Description of the task: What lines of the data hold the string "Format"? Copy them all.

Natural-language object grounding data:
_ _ _

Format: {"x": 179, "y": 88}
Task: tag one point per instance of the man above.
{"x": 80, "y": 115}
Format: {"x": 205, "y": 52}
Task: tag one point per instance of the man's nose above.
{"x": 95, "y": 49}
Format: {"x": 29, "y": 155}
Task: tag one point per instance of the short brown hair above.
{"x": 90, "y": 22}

_ _ _

Problem solution:
Format: {"x": 179, "y": 88}
Format: {"x": 205, "y": 52}
Format: {"x": 29, "y": 155}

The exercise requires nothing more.